■ Set task ■
In the text on public broadcasting, rewrite the section between "Indeed, rather than" and "public service media.", inclusive, substituting "obsolete" for "irrelevant".

■ Passage ■
╭──
First, the digital media economy with all its benefits to media enterprises globally has presented multiple challenges in the form of an abundance of content, audience fragmentation and disruptions to the traditional advertising business models that once sustained them.

The South African media sector has not been immune to these challenges. Dr Glenda Daniels, associate professor in media studies at Wits, rightfully noted with concern that the once more than 10 000-strong army of media workers and journalists in South Africa had been slashed to almost half that number within a decade. This number would increase sharply if the SABC were to continue to be left without financial resources in the next few weeks.

While some, motivated by corruption fatigue and state-owned enterprise bailout fatigue, might be quick to dismiss the SABC and call for its outright closure because of the financial and political woes, they should consider that these challenges are not unique and they are certainly not a good reason for us to give up on our public broadcaster.

Indeed, rather than making public broadcasting irrelevant, these challenges make public broadcasting more important than ever. This is because in an increasingly market-driven media landscape, that has already been consolidated and centralised to worrying degrees, there would be ever-decreasing incentives for commercial media to take up the full mandate of public service media.

A media landscape with no public broadcaster, therefore, would be one dominated by commercial, private media, the primary responsibility of which is to profit by maximising audiences for advertising revenues. Commercial media are predominantly governed by market dynamics in which media content is developed to draw large audiences that include representatives of the advertisers’ desired demographic, at the lowest possible cost to the advertiser. Often these demographics do not include the poor, the marginalised and those in far-flung rural areas, who are already excluded from participating in various political, social and economic processes.
╰──
■ Data rows ■
╭──
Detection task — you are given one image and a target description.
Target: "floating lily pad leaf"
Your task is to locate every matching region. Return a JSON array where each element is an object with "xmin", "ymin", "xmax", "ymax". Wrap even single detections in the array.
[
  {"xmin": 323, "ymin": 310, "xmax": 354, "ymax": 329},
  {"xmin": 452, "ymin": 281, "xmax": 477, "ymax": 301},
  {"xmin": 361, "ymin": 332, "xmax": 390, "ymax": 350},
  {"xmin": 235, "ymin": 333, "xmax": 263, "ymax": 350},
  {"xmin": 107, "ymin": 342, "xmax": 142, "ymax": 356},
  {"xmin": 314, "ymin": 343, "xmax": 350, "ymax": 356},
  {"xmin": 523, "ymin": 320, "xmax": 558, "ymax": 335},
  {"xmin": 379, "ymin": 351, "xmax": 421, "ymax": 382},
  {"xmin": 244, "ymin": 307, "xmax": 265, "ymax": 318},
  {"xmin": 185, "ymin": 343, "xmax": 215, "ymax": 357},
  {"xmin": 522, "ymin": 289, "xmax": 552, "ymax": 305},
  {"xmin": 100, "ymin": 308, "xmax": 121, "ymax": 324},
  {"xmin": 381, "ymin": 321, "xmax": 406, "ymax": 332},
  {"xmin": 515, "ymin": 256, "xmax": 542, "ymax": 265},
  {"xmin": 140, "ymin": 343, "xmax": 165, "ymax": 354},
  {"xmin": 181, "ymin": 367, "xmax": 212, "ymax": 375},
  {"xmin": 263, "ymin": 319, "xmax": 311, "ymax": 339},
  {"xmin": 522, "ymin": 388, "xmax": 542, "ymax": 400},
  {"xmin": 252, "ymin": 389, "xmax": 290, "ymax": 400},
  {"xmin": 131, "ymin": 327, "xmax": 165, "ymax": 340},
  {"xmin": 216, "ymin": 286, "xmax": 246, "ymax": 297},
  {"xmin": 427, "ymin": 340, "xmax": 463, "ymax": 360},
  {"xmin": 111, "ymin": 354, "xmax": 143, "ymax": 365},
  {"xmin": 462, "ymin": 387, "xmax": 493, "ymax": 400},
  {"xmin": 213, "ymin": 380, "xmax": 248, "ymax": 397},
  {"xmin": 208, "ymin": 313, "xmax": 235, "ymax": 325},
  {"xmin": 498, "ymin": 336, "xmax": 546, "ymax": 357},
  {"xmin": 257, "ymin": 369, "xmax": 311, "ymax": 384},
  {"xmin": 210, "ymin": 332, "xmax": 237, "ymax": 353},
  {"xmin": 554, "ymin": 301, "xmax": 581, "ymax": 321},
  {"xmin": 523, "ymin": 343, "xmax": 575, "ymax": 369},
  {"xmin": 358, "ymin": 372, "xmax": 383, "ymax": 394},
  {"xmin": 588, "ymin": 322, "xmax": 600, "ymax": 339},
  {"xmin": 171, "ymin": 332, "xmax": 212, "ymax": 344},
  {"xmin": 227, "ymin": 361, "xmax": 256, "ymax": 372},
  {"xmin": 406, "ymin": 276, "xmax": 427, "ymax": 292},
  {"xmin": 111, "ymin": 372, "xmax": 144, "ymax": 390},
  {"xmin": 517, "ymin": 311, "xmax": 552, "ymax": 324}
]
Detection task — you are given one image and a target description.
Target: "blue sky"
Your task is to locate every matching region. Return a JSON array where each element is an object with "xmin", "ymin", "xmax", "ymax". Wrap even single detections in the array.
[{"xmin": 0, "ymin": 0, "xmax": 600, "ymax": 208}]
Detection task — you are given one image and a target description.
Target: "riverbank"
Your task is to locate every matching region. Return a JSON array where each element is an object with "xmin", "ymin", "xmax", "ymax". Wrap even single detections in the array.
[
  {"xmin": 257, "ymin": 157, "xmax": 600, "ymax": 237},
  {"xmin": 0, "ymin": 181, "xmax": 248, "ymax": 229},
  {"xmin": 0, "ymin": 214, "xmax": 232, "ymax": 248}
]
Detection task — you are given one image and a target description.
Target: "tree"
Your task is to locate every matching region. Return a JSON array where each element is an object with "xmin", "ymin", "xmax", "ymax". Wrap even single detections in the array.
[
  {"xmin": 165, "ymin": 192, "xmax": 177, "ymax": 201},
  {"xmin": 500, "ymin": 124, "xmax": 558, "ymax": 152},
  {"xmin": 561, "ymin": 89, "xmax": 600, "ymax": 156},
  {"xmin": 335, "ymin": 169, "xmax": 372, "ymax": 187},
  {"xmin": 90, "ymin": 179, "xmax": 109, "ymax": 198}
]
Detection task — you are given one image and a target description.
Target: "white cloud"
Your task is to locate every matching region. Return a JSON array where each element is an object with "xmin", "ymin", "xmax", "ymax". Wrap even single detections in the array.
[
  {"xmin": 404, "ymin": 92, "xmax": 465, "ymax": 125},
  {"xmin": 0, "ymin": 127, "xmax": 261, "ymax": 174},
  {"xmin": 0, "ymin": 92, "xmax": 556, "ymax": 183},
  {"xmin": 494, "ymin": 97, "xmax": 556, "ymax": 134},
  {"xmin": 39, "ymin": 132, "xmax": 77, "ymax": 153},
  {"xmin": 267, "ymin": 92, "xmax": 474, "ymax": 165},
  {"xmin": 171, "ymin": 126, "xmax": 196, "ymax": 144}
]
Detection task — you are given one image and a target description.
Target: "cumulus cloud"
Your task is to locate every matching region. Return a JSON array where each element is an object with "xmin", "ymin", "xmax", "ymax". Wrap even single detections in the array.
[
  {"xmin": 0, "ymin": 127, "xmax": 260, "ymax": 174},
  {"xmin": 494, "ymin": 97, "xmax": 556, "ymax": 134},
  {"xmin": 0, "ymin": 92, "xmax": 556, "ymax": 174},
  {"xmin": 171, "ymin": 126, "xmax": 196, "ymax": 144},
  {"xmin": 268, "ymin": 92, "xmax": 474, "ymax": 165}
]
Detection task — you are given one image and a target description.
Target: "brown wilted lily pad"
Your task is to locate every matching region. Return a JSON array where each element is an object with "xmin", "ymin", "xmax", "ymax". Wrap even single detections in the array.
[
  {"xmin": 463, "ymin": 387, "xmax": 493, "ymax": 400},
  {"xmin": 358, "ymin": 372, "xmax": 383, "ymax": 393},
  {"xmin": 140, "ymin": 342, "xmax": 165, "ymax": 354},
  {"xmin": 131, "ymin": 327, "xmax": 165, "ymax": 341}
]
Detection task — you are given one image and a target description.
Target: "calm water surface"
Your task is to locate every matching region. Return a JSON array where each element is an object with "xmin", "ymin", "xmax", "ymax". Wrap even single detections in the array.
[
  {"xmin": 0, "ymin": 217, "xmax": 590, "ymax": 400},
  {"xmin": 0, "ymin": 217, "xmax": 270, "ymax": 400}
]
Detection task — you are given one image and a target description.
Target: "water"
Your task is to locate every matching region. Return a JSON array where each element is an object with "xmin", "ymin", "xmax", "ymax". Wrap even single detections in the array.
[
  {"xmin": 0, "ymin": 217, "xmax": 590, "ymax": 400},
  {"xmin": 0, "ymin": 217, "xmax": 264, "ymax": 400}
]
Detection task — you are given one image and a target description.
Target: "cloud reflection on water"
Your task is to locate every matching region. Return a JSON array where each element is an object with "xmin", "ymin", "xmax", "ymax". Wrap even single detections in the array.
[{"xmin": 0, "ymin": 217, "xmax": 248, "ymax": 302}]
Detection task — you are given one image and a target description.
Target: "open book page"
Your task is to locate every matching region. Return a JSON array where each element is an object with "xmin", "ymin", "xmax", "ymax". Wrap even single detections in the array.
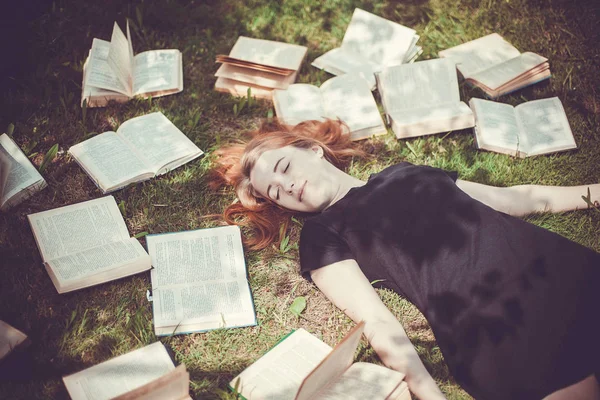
[
  {"xmin": 296, "ymin": 322, "xmax": 365, "ymax": 400},
  {"xmin": 133, "ymin": 50, "xmax": 182, "ymax": 95},
  {"xmin": 46, "ymin": 238, "xmax": 151, "ymax": 293},
  {"xmin": 0, "ymin": 320, "xmax": 27, "ymax": 360},
  {"xmin": 469, "ymin": 98, "xmax": 523, "ymax": 155},
  {"xmin": 229, "ymin": 328, "xmax": 332, "ymax": 400},
  {"xmin": 117, "ymin": 112, "xmax": 203, "ymax": 175},
  {"xmin": 27, "ymin": 196, "xmax": 129, "ymax": 261},
  {"xmin": 108, "ymin": 22, "xmax": 133, "ymax": 96},
  {"xmin": 229, "ymin": 36, "xmax": 307, "ymax": 71},
  {"xmin": 321, "ymin": 74, "xmax": 385, "ymax": 136},
  {"xmin": 515, "ymin": 97, "xmax": 577, "ymax": 155},
  {"xmin": 63, "ymin": 342, "xmax": 175, "ymax": 400},
  {"xmin": 0, "ymin": 133, "xmax": 46, "ymax": 207},
  {"xmin": 469, "ymin": 52, "xmax": 548, "ymax": 89},
  {"xmin": 112, "ymin": 364, "xmax": 192, "ymax": 400},
  {"xmin": 341, "ymin": 8, "xmax": 415, "ymax": 68},
  {"xmin": 439, "ymin": 33, "xmax": 521, "ymax": 79},
  {"xmin": 84, "ymin": 39, "xmax": 130, "ymax": 96},
  {"xmin": 315, "ymin": 362, "xmax": 410, "ymax": 400},
  {"xmin": 146, "ymin": 226, "xmax": 256, "ymax": 334},
  {"xmin": 273, "ymin": 83, "xmax": 327, "ymax": 125},
  {"xmin": 69, "ymin": 132, "xmax": 154, "ymax": 193},
  {"xmin": 378, "ymin": 59, "xmax": 460, "ymax": 114},
  {"xmin": 215, "ymin": 64, "xmax": 298, "ymax": 89}
]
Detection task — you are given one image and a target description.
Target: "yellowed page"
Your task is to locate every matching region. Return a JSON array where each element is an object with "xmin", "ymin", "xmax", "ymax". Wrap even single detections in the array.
[
  {"xmin": 439, "ymin": 33, "xmax": 521, "ymax": 79},
  {"xmin": 63, "ymin": 342, "xmax": 175, "ymax": 400},
  {"xmin": 108, "ymin": 22, "xmax": 133, "ymax": 96},
  {"xmin": 146, "ymin": 225, "xmax": 256, "ymax": 334},
  {"xmin": 229, "ymin": 36, "xmax": 307, "ymax": 71},
  {"xmin": 0, "ymin": 320, "xmax": 27, "ymax": 360},
  {"xmin": 229, "ymin": 328, "xmax": 331, "ymax": 400}
]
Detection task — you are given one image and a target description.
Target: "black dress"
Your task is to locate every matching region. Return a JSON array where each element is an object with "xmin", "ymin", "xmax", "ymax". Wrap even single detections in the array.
[{"xmin": 300, "ymin": 163, "xmax": 600, "ymax": 400}]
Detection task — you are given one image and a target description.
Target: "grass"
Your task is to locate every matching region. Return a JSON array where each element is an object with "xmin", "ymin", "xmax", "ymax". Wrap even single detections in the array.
[{"xmin": 0, "ymin": 0, "xmax": 600, "ymax": 399}]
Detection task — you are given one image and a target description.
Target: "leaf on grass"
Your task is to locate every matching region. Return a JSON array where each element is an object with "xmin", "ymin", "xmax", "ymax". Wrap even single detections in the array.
[
  {"xmin": 40, "ymin": 143, "xmax": 58, "ymax": 172},
  {"xmin": 290, "ymin": 296, "xmax": 306, "ymax": 316}
]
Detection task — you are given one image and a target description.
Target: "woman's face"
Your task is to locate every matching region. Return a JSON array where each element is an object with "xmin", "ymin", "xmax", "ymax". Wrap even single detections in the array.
[{"xmin": 250, "ymin": 146, "xmax": 338, "ymax": 212}]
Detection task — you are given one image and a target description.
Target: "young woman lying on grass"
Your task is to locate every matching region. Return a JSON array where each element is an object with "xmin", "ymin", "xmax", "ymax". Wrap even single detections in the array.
[{"xmin": 213, "ymin": 121, "xmax": 600, "ymax": 400}]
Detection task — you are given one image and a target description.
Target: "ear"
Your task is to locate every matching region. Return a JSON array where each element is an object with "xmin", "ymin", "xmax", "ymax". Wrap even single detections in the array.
[{"xmin": 310, "ymin": 145, "xmax": 323, "ymax": 158}]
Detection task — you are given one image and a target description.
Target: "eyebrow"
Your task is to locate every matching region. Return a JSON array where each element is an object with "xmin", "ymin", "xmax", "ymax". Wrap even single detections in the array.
[{"xmin": 267, "ymin": 156, "xmax": 285, "ymax": 198}]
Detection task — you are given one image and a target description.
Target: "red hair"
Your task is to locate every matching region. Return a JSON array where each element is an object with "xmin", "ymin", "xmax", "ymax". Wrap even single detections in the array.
[{"xmin": 209, "ymin": 120, "xmax": 364, "ymax": 250}]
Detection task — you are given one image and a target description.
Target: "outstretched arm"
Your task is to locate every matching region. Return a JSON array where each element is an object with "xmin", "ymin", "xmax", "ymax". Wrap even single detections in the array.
[
  {"xmin": 311, "ymin": 260, "xmax": 445, "ymax": 400},
  {"xmin": 456, "ymin": 179, "xmax": 600, "ymax": 217}
]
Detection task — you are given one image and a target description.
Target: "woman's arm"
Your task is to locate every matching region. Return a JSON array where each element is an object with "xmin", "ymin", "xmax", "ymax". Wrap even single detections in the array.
[
  {"xmin": 456, "ymin": 179, "xmax": 600, "ymax": 216},
  {"xmin": 311, "ymin": 260, "xmax": 445, "ymax": 400}
]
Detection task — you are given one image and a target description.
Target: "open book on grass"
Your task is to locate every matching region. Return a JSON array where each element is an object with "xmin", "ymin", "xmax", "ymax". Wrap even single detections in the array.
[
  {"xmin": 63, "ymin": 342, "xmax": 191, "ymax": 400},
  {"xmin": 469, "ymin": 97, "xmax": 577, "ymax": 157},
  {"xmin": 439, "ymin": 33, "xmax": 551, "ymax": 98},
  {"xmin": 273, "ymin": 74, "xmax": 387, "ymax": 140},
  {"xmin": 376, "ymin": 59, "xmax": 474, "ymax": 139},
  {"xmin": 0, "ymin": 133, "xmax": 47, "ymax": 211},
  {"xmin": 69, "ymin": 112, "xmax": 203, "ymax": 193},
  {"xmin": 229, "ymin": 322, "xmax": 411, "ymax": 400},
  {"xmin": 312, "ymin": 8, "xmax": 421, "ymax": 86},
  {"xmin": 27, "ymin": 196, "xmax": 151, "ymax": 293},
  {"xmin": 0, "ymin": 320, "xmax": 28, "ymax": 360},
  {"xmin": 81, "ymin": 22, "xmax": 183, "ymax": 107},
  {"xmin": 146, "ymin": 225, "xmax": 256, "ymax": 336},
  {"xmin": 215, "ymin": 36, "xmax": 308, "ymax": 100}
]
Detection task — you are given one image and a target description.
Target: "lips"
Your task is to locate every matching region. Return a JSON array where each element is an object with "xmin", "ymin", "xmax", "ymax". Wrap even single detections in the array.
[{"xmin": 298, "ymin": 181, "xmax": 308, "ymax": 201}]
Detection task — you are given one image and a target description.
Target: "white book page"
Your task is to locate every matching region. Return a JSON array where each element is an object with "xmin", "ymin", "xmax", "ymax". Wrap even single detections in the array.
[
  {"xmin": 63, "ymin": 342, "xmax": 175, "ymax": 400},
  {"xmin": 229, "ymin": 36, "xmax": 307, "ymax": 70},
  {"xmin": 146, "ymin": 226, "xmax": 255, "ymax": 329},
  {"xmin": 321, "ymin": 74, "xmax": 384, "ymax": 132},
  {"xmin": 341, "ymin": 8, "xmax": 415, "ymax": 68},
  {"xmin": 469, "ymin": 98, "xmax": 523, "ymax": 154},
  {"xmin": 273, "ymin": 83, "xmax": 327, "ymax": 125},
  {"xmin": 0, "ymin": 133, "xmax": 45, "ymax": 204},
  {"xmin": 0, "ymin": 320, "xmax": 27, "ymax": 360},
  {"xmin": 315, "ymin": 362, "xmax": 404, "ymax": 400},
  {"xmin": 84, "ymin": 39, "xmax": 129, "ymax": 95},
  {"xmin": 439, "ymin": 33, "xmax": 521, "ymax": 79},
  {"xmin": 379, "ymin": 59, "xmax": 460, "ymax": 114},
  {"xmin": 229, "ymin": 328, "xmax": 331, "ymax": 400},
  {"xmin": 470, "ymin": 53, "xmax": 548, "ymax": 89},
  {"xmin": 47, "ymin": 238, "xmax": 149, "ymax": 287},
  {"xmin": 117, "ymin": 112, "xmax": 203, "ymax": 175},
  {"xmin": 69, "ymin": 132, "xmax": 151, "ymax": 192},
  {"xmin": 27, "ymin": 196, "xmax": 129, "ymax": 261},
  {"xmin": 133, "ymin": 50, "xmax": 181, "ymax": 95},
  {"xmin": 108, "ymin": 22, "xmax": 133, "ymax": 96},
  {"xmin": 515, "ymin": 97, "xmax": 576, "ymax": 155}
]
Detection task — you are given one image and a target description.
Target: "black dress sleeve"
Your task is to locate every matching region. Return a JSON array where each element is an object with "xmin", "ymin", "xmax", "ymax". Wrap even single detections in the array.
[{"xmin": 300, "ymin": 219, "xmax": 354, "ymax": 280}]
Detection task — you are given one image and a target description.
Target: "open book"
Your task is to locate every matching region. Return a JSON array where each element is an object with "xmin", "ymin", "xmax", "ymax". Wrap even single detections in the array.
[
  {"xmin": 63, "ymin": 342, "xmax": 191, "ymax": 400},
  {"xmin": 146, "ymin": 225, "xmax": 256, "ymax": 336},
  {"xmin": 69, "ymin": 112, "xmax": 203, "ymax": 193},
  {"xmin": 469, "ymin": 97, "xmax": 577, "ymax": 157},
  {"xmin": 312, "ymin": 8, "xmax": 421, "ymax": 86},
  {"xmin": 0, "ymin": 320, "xmax": 27, "ymax": 360},
  {"xmin": 27, "ymin": 196, "xmax": 151, "ymax": 293},
  {"xmin": 376, "ymin": 59, "xmax": 475, "ymax": 139},
  {"xmin": 0, "ymin": 133, "xmax": 47, "ymax": 211},
  {"xmin": 273, "ymin": 74, "xmax": 387, "ymax": 140},
  {"xmin": 229, "ymin": 322, "xmax": 411, "ymax": 400},
  {"xmin": 439, "ymin": 33, "xmax": 551, "ymax": 98},
  {"xmin": 215, "ymin": 36, "xmax": 307, "ymax": 100},
  {"xmin": 81, "ymin": 22, "xmax": 183, "ymax": 107}
]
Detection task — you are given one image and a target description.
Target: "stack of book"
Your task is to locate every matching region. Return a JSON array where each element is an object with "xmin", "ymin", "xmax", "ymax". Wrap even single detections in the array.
[
  {"xmin": 312, "ymin": 8, "xmax": 423, "ymax": 86},
  {"xmin": 439, "ymin": 33, "xmax": 551, "ymax": 99},
  {"xmin": 215, "ymin": 36, "xmax": 307, "ymax": 100}
]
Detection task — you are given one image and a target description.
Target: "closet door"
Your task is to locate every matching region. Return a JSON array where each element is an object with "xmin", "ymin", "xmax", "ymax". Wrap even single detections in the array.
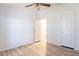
[{"xmin": 61, "ymin": 12, "xmax": 74, "ymax": 48}]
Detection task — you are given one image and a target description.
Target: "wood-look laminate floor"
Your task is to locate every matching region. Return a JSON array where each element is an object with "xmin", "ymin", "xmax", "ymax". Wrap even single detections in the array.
[{"xmin": 0, "ymin": 42, "xmax": 79, "ymax": 56}]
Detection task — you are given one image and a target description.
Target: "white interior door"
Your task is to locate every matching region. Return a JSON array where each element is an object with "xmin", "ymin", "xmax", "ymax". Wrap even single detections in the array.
[
  {"xmin": 34, "ymin": 20, "xmax": 41, "ymax": 42},
  {"xmin": 61, "ymin": 12, "xmax": 74, "ymax": 48}
]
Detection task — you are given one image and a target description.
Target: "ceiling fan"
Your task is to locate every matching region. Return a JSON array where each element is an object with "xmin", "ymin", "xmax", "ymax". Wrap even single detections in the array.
[{"xmin": 25, "ymin": 3, "xmax": 51, "ymax": 10}]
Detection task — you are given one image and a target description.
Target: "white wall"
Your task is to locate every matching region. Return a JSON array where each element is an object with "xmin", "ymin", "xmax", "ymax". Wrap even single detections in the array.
[
  {"xmin": 0, "ymin": 4, "xmax": 35, "ymax": 51},
  {"xmin": 40, "ymin": 4, "xmax": 79, "ymax": 50}
]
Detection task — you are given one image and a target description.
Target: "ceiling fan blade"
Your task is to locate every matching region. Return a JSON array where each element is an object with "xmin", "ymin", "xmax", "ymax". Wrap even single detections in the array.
[
  {"xmin": 40, "ymin": 3, "xmax": 51, "ymax": 7},
  {"xmin": 25, "ymin": 4, "xmax": 34, "ymax": 7}
]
╰──
■ Task response ■
Indeed, rather than making public broadcasting obsolete, these challenges make public broadcasting more important than ever. This is because in an increasingly market-driven media landscape, that has already been consolidated and centralised to worrying degrees, there would be ever-decreasing incentives for commercial media to take up the full mandate of public service media.